Write out each of the following items line for line, with no changes.

Location identification entries

+--

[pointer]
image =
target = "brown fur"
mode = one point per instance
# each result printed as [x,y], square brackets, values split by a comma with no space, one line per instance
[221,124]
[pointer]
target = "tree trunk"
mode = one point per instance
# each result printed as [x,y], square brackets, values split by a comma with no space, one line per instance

+--

- _RESPONSE BELOW_:
[pointer]
image =
target = "brown fur"
mode = one point per instance
# each result printed as [x,y], square brackets, values split by a comma with no space, one line per instance
[221,124]
[pointer]
target = "tree trunk"
mode = one point per instance
# each result printed as [x,y], square brackets, values split by a comma with no space, one line per instance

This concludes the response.